* Task 1 *
Collect every line of the records below that contains the word "curb", and copy each such line in full.

* Source *
Restoration efforts in montane meadows designed to increase late-season water flows, improve water quality, diminish flood events and provide valuable habitat have been ongoing for decades in the Sierra Nevada. It has been known that, generally, healthy meadows also soak up and hold carbon in the soil, becoming natural “sinks” for carbon, and decreasing harmful atmospheric carbon dioxide. However, how much carbon restored meadows can sequester and for how long they can consistently do so has been unclear, until now.
A new study recently published in the scientific journal Ecological Applications and led by researchers in the College of Agriculture, Biotechnology & Natural Resources at the University of Nevada, Reno, has demonstrated that restored Sierra Nevada meadows continue to successfully sequester carbon for more than 20 years, and at rates that exceed international climate change mitigation goals by up to 10 times. The researchers studied six meadows in the northern Sierra Nevada that were restored at different times over the past 22 years to measure changes in carbon and nitrogen in the soil following restoration. They also compared the amounts of carbon and nitrogen in the restored meadows to the amounts of carbon and nitrogen in unrestored meadows, to ensure changes weren’t due to other factors.

* Data for the task *
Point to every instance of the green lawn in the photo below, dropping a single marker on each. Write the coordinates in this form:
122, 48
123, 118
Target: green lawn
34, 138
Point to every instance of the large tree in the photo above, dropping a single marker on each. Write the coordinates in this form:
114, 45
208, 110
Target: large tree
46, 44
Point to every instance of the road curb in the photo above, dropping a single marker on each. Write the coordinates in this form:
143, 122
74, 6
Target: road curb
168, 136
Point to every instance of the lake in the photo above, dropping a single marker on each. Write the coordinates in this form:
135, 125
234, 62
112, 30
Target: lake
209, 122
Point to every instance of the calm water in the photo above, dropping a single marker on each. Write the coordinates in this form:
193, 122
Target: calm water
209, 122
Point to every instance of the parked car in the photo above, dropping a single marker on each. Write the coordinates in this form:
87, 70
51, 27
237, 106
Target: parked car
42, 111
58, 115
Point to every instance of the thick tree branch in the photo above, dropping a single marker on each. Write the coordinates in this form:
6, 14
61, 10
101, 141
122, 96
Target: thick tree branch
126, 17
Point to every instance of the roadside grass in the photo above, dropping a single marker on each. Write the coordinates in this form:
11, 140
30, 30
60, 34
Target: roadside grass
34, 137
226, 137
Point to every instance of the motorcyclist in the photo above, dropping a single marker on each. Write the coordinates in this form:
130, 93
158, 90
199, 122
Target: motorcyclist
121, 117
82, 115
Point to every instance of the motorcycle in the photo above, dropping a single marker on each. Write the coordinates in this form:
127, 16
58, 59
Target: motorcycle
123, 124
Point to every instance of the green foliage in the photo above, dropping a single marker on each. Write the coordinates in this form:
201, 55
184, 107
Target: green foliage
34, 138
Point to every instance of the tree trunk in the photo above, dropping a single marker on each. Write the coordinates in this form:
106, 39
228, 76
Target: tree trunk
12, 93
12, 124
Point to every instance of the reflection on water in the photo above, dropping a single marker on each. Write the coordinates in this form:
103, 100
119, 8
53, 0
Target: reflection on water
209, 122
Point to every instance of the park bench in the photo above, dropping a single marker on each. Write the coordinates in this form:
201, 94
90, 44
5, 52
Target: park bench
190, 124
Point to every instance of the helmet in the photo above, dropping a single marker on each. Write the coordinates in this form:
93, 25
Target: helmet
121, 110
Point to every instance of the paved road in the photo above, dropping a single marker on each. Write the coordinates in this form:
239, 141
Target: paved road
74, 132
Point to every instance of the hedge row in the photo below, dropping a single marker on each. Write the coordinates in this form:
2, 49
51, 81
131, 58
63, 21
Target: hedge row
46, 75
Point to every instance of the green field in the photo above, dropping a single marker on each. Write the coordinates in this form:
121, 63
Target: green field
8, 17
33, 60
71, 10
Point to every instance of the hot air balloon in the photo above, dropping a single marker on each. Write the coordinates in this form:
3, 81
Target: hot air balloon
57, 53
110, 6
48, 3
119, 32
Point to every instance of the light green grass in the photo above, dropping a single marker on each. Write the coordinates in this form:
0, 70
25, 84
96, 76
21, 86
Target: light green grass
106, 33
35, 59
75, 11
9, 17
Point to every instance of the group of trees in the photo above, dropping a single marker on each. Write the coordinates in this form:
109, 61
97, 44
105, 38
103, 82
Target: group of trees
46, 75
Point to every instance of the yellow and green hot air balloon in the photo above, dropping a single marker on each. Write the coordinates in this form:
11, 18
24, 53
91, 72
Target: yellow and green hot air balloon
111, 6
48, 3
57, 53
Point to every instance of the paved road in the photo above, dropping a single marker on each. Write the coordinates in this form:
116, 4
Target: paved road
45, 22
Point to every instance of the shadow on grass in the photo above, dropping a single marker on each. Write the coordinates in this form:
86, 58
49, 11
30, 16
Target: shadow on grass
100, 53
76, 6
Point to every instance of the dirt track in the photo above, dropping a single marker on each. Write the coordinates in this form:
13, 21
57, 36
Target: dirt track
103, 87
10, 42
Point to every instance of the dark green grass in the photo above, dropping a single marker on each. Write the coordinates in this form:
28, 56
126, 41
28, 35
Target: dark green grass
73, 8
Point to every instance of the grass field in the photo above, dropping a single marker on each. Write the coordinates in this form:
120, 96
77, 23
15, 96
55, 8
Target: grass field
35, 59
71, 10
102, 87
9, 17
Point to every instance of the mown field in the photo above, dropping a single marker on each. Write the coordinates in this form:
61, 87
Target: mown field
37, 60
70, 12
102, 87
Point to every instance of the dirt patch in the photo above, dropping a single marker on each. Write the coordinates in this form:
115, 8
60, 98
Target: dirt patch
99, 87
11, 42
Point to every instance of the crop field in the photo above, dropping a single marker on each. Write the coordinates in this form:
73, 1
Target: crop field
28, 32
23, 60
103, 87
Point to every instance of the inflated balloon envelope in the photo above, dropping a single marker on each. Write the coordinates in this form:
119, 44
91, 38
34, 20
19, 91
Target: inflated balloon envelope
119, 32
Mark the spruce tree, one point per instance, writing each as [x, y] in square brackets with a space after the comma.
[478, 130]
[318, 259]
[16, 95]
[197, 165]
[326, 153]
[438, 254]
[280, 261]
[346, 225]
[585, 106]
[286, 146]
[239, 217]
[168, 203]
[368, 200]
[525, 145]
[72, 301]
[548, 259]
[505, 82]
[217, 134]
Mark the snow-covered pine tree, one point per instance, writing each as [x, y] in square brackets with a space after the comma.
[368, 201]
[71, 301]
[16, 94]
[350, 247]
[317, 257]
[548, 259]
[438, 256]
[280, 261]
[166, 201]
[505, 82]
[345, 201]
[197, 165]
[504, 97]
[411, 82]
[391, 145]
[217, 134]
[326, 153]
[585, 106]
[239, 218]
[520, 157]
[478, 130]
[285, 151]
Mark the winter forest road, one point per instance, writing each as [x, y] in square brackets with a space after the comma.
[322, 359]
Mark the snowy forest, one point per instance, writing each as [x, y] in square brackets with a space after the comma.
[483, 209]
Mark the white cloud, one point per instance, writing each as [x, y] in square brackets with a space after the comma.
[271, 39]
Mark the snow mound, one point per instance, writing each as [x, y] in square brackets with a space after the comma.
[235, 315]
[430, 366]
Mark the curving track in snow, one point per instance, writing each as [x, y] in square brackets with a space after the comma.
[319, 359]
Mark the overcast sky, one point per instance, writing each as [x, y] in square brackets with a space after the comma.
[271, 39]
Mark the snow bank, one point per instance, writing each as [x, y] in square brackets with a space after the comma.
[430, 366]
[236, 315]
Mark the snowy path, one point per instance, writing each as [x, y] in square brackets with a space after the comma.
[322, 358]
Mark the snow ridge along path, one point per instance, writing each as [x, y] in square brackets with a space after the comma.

* Task 2 *
Write out everything in the meadow restoration article above, from "A new study" down to "to other factors.".

* Written response 1 *
Point to every instance of the road curb in the photo above, dropping a single marker on each. Write the coordinates in this form:
Target: road curb

* Written response 2 *
A new study recently published in the scientific journal Ecological Applications and led by researchers in the College of Agriculture, Biotechnology & Natural Resources at the University of Nevada, Reno, has demonstrated that restored Sierra Nevada meadows continue to successfully sequester carbon for more than 20 years, and at rates that exceed international climate change mitigation goals by up to 10 times. The researchers studied six meadows in the northern Sierra Nevada that were restored at different times over the past 22 years to measure changes in carbon and nitrogen in the soil following restoration. They also compared the amounts of carbon and nitrogen in the restored meadows to the amounts of carbon and nitrogen in unrestored meadows, to ensure changes weren’t due to other factors.